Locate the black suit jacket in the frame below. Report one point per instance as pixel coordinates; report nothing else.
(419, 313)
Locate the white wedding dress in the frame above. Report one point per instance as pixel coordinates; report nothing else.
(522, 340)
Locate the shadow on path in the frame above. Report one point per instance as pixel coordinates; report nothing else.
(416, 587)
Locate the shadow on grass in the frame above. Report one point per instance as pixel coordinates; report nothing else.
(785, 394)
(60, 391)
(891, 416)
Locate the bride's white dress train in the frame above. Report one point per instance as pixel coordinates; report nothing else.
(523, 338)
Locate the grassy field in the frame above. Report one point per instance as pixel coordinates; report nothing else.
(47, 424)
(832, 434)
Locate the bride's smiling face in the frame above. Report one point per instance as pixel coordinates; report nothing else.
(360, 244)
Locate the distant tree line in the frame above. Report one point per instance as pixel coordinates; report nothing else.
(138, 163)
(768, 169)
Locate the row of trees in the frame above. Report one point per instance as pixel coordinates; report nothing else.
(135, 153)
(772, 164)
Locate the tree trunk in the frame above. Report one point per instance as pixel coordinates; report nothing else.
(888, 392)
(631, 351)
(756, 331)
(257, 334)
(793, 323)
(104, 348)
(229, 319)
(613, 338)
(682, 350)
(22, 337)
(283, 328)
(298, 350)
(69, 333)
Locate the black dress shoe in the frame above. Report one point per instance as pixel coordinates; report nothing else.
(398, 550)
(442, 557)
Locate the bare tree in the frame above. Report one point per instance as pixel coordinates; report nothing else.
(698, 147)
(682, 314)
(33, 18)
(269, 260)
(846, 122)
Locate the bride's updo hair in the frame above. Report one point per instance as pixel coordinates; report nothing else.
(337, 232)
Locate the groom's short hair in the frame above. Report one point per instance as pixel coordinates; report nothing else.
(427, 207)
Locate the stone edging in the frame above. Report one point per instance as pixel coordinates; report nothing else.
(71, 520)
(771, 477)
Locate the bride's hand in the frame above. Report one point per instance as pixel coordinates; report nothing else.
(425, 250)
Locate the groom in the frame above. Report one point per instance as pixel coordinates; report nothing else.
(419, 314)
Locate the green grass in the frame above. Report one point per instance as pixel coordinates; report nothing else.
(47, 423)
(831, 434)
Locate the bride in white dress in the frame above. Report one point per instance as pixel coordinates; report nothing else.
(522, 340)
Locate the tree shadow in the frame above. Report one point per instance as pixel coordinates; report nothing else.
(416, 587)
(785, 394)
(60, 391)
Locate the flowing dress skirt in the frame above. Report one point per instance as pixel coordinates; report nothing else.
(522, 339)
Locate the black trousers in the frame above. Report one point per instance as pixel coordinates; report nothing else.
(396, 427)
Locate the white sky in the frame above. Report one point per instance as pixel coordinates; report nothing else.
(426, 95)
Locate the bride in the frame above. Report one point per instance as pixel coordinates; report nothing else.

[EXERCISE DIRECTIONS]
Repeat all the entries word for word.

[WRITTEN SOLUTION]
Locate the black suit jacket in the frame below. Report one point per instance as pixel coordinates; report nothing else.
(419, 313)
Locate the white wedding dress in the frame above. Report one point per instance as pixel coordinates; report nothing else.
(522, 340)
Locate the shadow on path in the frame above. Report one point per instance as pixel coordinates; report nothing else.
(416, 587)
Locate the shadow on grass in the frame above. Report one point per instance as pixel coordinates; report nothing else.
(785, 394)
(60, 391)
(891, 416)
Locate the bride's white dress train in the frame above. Report one point per instance as pixel coordinates; report nothing else.
(523, 338)
Locate the grassy field in the frame above. Report one point per instance as pixel coordinates; report nothing else.
(47, 424)
(832, 434)
Locate the bride's smiling face in the frame above. Report one point per instance as pixel coordinates; report nothing else.
(360, 244)
Locate the distant tree line in the frame above. Report one point per instance as pixel coordinates; report nothing else.
(138, 163)
(768, 169)
Locate the row of trees in the frame above. Report one point per instance as pixel coordinates; report nothing else.
(135, 153)
(772, 164)
Locate the tree trunk in the frame above. Report one point per instance as pixel coordinates; report nothing else.
(888, 392)
(631, 351)
(756, 331)
(257, 334)
(793, 323)
(104, 348)
(229, 319)
(613, 338)
(682, 350)
(22, 337)
(283, 328)
(298, 350)
(69, 333)
Locate the black dress shoe in the frame above. Report one point per instance as pixel coordinates; report nothing else.
(398, 550)
(442, 557)
Locate the bare tree in the frame above. Report one point per instance as pixel coordinates; report nothing else.
(698, 147)
(682, 314)
(33, 18)
(269, 260)
(846, 122)
Locate the bride's updo hair in the frame above. Report one point per instance as pixel coordinates; report nothing else.
(337, 232)
Locate the groom's short hair in the frame above. Report one point per instance as pixel coordinates; report nothing else.
(427, 207)
Locate the stone edging in the frame above. Report one point per instance as pixel coordinates; report nothing else.
(71, 520)
(771, 477)
Locate the bride's hand in the frame above. Report one point per instance as pixel coordinates; report nothing else.
(425, 250)
Locate the groom in the frame above. Report one point per instance as pixel coordinates; report nothing else.
(419, 314)
Locate the green grass in the frame above. Report one point per instance as pixel coordinates; report nothing else.
(47, 423)
(831, 434)
Locate the bride in white dress in the frame above. Report one point per instance as pixel coordinates; report nothing else.
(522, 340)
Locate the tree shadow in the frame above. Report one point per instance as pixel coordinates; report nothing else.
(416, 587)
(785, 394)
(60, 391)
Locate the flowing dress skirt in the frame above. Report one point per instance as pixel coordinates; report nothing else.
(522, 339)
Locate the black trousers in the frame above. Report one point per instance as pixel coordinates; report nothing else.
(396, 427)
Locate the white sky in the frame above. Report one point per instance as pixel coordinates; report nothing else.
(426, 95)
Locate the bride in the frame above. Report one point per instance as pixel coordinates; report nothing else.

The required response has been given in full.